▶ **Given problem 1**
Edit the part of the listing that opens with the line containing "If you could identify the hillside" and runs through the end of the listing, swapping "dot" for "marker" and changing nothing else.

▶ **Reading text**
________________________________________

KBYU-TV
- Provo–Salt Lake City, Utah; United States;
- City: Provo, Utah
- Channels: Digital: 17 (UHF); Virtual: 11;
- Branding: BYUtv

Programming
- Affiliations: 11.1: BYUtv; 11.2: BYU Radio; 11.3: Simulcast of KBYU-FM;

Ownership
- Owner: Brigham Young University
- Sister stations: TV: KSL-TV; Radio: KBYU-FM, KSL, KSFI, KSL-FM, KUMT;

History
- Founded: December 17, 1958
- First air date: November 15, 1965 (under BYU)
- Former call signs: KLOR-TV (1958–1962)
- Former channel numbers: Analog: 11 (VHF, 1965–2009); Digital: 44 (UHF, 2000–2018);
- Former affiliations: NET (1965–1970); PBS (1970–2018);
- Call sign meaning: Brigham Young University

Technical information
- Licensing authority: FCC
- Facility ID: 6823
- ERP: 298 kW
- HAAT: 1,257 m (4,124 ft)
- Transmitter coordinates: 40°39′33″N 112°12′10″W﻿ / ﻿40.65917°N 112.20278°W
- Translator(s): see § Translators

Links
- Public license information: Public file; LMS;
- Website: www.byutv.org/kbyu

= KBYU-TV =

Television station in Provo, Utah

KBYU-TV (channel 11) is a non-commercial educational independent television station licensed to Provo, Utah, United States, serving Salt Lake City and the state of Utah. The station is owned by Brigham Young University (BYU), an arm of the Church of Jesus Christ of Latter-day Saints (LDS Church). KBYU-TV's studios are located on the BYU campus in Provo, and its transmitter is located on Farnsworth Peak in the Oquirrh Mountains, southwest of Salt Lake City.

________________________________________

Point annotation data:

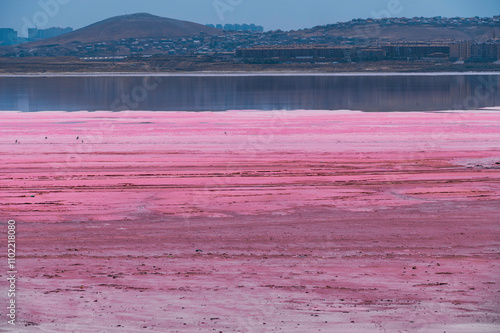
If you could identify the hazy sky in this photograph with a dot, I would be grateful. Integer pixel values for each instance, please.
(272, 14)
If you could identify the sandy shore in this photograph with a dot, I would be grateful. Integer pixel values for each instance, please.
(301, 221)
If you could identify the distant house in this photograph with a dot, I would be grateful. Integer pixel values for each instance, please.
(36, 34)
(7, 36)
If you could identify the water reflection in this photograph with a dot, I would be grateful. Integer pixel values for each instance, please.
(219, 93)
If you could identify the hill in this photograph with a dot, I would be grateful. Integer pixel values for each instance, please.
(129, 26)
(405, 31)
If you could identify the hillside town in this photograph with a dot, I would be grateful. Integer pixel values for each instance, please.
(249, 43)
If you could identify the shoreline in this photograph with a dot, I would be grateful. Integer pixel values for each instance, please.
(243, 74)
(254, 221)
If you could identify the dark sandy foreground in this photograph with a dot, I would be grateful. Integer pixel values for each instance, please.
(253, 222)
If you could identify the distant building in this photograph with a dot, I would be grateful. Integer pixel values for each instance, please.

________________________________________

▶ **Given problem 2**
Retype the part of the KBYU-TV text that opens with the words "- Transmitter coordinates: 40°39′33″N" and closes with "Salt Lake City.".

▶ **Task output 1**
If you could identify the hillside town in this photograph with a marker, I would be grateful. Integer pixel values for each instance, please.
(249, 43)
If you could identify the shoreline in this photograph with a marker, I would be grateful. Integer pixel values for each instance, please.
(243, 74)
(254, 221)
If you could identify the dark sandy foreground in this photograph with a marker, I would be grateful. Integer pixel values for each instance, please.
(253, 222)
If you could identify the distant building in this photograph with a marker, I would be grateful. Integer pixel values for each instance, please.

▶ **Task output 2**
- Transmitter coordinates: 40°39′33″N 112°12′10″W﻿ / ﻿40.65917°N 112.20278°W
- Translator(s): see § Translators

Links
- Public license information: Public file; LMS;
- Website: www.byutv.org/kbyu

= KBYU-TV =

Television station in Provo, Utah

KBYU-TV (channel 11) is a non-commercial educational independent television station licensed to Provo, Utah, United States, serving Salt Lake City and the state of Utah. The station is owned by Brigham Young University (BYU), an arm of the Church of Jesus Christ of Latter-day Saints (LDS Church). KBYU-TV's studios are located on the BYU campus in Provo, and its transmitter is located on Farnsworth Peak in the Oquirrh Mountains, southwest of Salt Lake City.